Exercise goal: Copy out all of the material below, substituting "central" for every occurrence of "innermost". Leave every other word and mark as it stands.

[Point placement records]
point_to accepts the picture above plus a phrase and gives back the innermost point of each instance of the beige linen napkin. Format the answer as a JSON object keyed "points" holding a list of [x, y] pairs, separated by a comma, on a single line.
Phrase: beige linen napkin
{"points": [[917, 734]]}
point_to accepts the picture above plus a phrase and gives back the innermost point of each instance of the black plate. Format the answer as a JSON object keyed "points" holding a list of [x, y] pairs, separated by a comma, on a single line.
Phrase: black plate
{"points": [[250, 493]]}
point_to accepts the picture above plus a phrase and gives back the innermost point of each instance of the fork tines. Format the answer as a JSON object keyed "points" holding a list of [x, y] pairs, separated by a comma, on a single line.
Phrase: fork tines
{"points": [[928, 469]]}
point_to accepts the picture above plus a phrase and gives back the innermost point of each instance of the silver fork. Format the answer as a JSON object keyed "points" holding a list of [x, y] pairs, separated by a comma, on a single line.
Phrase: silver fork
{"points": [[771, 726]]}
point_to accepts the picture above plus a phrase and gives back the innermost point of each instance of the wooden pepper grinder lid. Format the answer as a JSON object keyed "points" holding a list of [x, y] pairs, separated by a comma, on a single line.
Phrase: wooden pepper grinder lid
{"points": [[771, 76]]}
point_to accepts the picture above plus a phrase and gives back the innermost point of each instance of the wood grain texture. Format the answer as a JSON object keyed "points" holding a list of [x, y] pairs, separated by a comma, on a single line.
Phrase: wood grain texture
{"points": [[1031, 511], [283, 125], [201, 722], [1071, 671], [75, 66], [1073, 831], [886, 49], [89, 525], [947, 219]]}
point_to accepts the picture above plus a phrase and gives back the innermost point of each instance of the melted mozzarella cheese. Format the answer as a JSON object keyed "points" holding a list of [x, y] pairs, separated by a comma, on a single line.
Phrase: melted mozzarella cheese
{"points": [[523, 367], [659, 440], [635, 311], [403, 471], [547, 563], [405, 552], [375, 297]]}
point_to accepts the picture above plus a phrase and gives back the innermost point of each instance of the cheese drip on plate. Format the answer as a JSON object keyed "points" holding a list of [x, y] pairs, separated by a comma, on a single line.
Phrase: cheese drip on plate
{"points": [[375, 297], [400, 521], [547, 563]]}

Task solution:
point_to accepts the picture above plus a phrase and gives back the central point of each instance of the beige linen napkin. Format the answer as a JSON object keyed "points" holding a list of [x, y] pairs, separated by a comma, on a single line.
Phrase: beige linen napkin
{"points": [[917, 734]]}
point_to accepts the picture above plus a phrase and gives back the central point of each instance of the black plate. Format the answer as a JSON object keyed "points" holding a list of [x, y] pairs, separated by a comma, on a single line.
Phrase: black plate
{"points": [[250, 493]]}
point_to accepts the picture above plus a phrase and gives back the central point of each instance of the fork tines. Format the answer as a JSON object keyed "points" holding a list of [x, y] pairs, separated by a comma, on a single line.
Phrase: fork tines
{"points": [[928, 469]]}
point_to accepts the picture above plus a phrase and gives back the central point of each instance of the silver fork. Format the answer as a JSON object keyed "points" holding a list of [x, y] pairs, separated by a comma, on a single line.
Phrase: silver fork
{"points": [[771, 726]]}
point_to accepts the picture above plus a phrase and gives back the central point of each instance of the wooden pepper grinder lid. Format the answer as a JSON object keyed "points" holding a list of [x, y] pairs, separated by a comma, on a single line.
Phrase: wooden pepper grinder lid
{"points": [[771, 76]]}
point_to accepts the picture above plus a phrase and gives back the central point of each instance of the wood grain texture. Format the answer as a JSON object keyed "points" holding a list of [x, y] pairs, separated by a comma, on a single line.
Phrase: wood grain texture
{"points": [[1031, 511], [283, 125], [201, 722], [1071, 671], [75, 66], [1073, 831], [886, 49], [89, 525], [947, 219]]}
point_to accepts the picture above plus a phrase and gives back the central point of each instance of the melted mozzarella cheese. Format the answer as a JSON object keyed "points" holding a list of [x, y] pairs, separated by a comma, on a single line.
Phrase: melted mozzarella cheese
{"points": [[523, 367], [659, 440], [635, 311], [403, 471], [547, 563], [405, 552], [375, 297]]}
point_to accepts the picture above plus a phrase and gives back the central point of each instance of the cheese drip on plate. Format the answer as a JSON object keyed "points" holding a list of [x, y] pairs, separated by a comma, on a single line.
Phrase: cheese drip on plate
{"points": [[375, 297], [400, 521], [547, 563]]}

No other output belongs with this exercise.